[TEXT SEGMENT]
□ □ □ □ □

Search code examples
phpregexbbcode

Remove nested quotes


I have this text and I'm trying to remove all the inner quotes, just keeping one quoting level. The text inside a quote contains any characters, even line feeds, etc. Is this possible using a regex or I have to write a little parser?

[quote=foo]I really like the movie. [quote=bar]World 

War Z[/quote] It's amazing![/quote]
This is my comment.
[quote]Hello, World[/quote]
This is another comment.
[quote]Bye Bye Baby[/quote]

Here the text I want:

[quote=foo]I really like the movie.  It's amazing![/quote]
This is my comment.
[quote]Hello, World[/quote]
This is another comment.
[quote]Bye Bye Baby[/quote]

This is the regex I'm using in PHP:

%\[quote\s*(=[a-zA-Z0-9\-_]*)?\](.*)\[/quote\]%si

I tried also this variant, but it doesn't match . or , and I can't figure what else I can find inside a quote:

%\[quote\s*(=[a-zA-Z0-9\-_]*)?\]([\w\s]+)\[/quote\]%i

The problem is located here:

(.*)

Solution

  • You can use this:

    $result = preg_replace('~\G(?!\A)(?>(\[quote\b[^]]*](?>[^[]+|\[(?!/?quote)|(?1))*\[/quote])|(?<!\[)(?>[^[]+|\[(?!/?quote))+\K)|\[quote\b[^]]*]\K~', '', $text);
    

    details:

    \G(?!\A)              # contiguous to a precedent match
    (?>                   ## content inside "quote" tags at level 0
      (                    ## nested "quote" tags (group 1)

□ □ □ □ □

[TASK 1]
In the forum thread on removing nested quotes, which PHP function does the solution call?
[TASK 2]
From the rows below, quote the lines starting at the one containing "the black and" and ending at the one containing "column 64, row 251".

□ □ □ □ □

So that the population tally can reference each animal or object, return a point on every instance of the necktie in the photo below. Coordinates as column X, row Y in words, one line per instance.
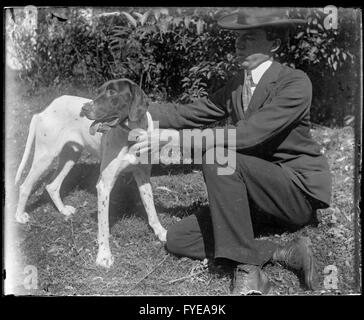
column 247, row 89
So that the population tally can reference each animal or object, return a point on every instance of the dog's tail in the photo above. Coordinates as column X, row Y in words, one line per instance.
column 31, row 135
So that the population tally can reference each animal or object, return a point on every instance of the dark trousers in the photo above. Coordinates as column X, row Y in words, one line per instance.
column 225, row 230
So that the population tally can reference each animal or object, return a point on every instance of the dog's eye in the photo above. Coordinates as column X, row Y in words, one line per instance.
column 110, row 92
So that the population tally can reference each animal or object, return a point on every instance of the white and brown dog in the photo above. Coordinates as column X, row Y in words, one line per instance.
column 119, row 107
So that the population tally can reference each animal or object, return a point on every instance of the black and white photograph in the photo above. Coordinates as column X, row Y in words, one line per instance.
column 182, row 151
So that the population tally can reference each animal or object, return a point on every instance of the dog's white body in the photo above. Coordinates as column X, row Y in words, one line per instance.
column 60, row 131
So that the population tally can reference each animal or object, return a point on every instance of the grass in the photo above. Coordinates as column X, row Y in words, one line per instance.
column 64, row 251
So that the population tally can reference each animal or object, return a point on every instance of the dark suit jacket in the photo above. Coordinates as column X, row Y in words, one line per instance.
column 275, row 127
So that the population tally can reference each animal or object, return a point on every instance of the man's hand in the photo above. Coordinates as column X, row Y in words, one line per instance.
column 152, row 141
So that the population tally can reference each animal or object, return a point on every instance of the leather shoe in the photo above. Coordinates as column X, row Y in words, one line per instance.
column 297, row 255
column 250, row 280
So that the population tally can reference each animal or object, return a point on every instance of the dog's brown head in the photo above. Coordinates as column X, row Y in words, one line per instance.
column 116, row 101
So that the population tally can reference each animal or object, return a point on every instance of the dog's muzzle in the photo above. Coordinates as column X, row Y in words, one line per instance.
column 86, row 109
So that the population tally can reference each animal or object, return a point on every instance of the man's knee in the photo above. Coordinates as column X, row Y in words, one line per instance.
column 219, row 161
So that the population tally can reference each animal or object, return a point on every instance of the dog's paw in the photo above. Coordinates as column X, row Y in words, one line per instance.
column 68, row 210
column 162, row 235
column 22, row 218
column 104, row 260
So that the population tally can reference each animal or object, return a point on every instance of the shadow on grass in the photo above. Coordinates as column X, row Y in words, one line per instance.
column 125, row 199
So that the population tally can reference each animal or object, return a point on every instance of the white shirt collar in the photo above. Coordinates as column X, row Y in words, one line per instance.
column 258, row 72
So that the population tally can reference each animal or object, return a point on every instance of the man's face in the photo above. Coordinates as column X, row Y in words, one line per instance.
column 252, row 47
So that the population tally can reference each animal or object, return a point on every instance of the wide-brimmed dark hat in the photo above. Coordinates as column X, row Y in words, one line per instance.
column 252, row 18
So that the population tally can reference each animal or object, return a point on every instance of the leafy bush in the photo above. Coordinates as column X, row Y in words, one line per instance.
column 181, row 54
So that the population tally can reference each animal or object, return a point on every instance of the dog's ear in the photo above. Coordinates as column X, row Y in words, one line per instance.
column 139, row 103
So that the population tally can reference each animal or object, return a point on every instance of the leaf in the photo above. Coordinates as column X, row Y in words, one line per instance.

□ □ □ □ □

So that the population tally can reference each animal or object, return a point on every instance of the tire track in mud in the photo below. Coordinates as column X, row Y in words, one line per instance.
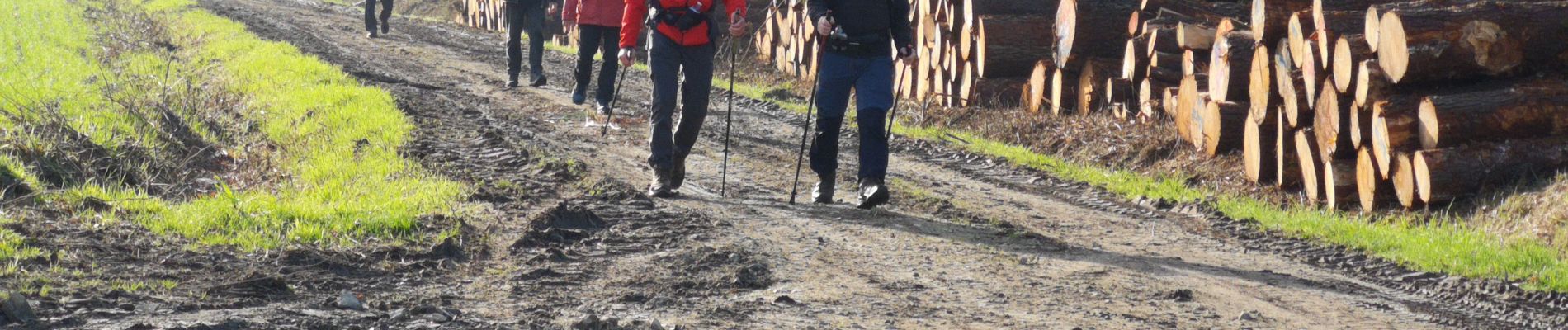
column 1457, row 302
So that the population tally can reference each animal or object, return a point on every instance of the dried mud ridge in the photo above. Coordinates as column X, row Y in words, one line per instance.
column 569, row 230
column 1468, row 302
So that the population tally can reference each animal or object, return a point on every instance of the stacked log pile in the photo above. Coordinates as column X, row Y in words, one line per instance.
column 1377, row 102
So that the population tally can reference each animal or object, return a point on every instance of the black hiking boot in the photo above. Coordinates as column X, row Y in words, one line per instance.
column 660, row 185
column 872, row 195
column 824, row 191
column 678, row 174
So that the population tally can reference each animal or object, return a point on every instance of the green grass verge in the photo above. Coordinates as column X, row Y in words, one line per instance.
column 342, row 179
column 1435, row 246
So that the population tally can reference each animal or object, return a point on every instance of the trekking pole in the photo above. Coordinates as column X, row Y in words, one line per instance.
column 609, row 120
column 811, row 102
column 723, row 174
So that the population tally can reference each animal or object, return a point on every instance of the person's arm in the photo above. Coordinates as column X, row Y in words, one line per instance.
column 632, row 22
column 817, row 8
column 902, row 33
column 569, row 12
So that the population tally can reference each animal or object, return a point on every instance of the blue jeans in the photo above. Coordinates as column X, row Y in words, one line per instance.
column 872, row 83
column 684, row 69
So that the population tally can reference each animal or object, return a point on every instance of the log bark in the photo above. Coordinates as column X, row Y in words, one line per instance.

□ □ □ □ □

[TASK OUTPUT 1]
preg_replace

[TASK OUTPUT 2]
So that the population tally can reference each animal or object, return a point on every instance of the black and white photograph in the photo above. Coordinates as column X, row Y in words, one line per instance.
column 182, row 151
So that the population tally can reference each animal or object, return a point on every instance of the dog's white body in the photo above. Coordinates as column X, row Y in words, one line per instance.
column 60, row 131
So that the population tally can reference each animal or object, return a point on every instance of the grass in the photo above. Coordinates as column X, row Y in words, one line per instance.
column 64, row 251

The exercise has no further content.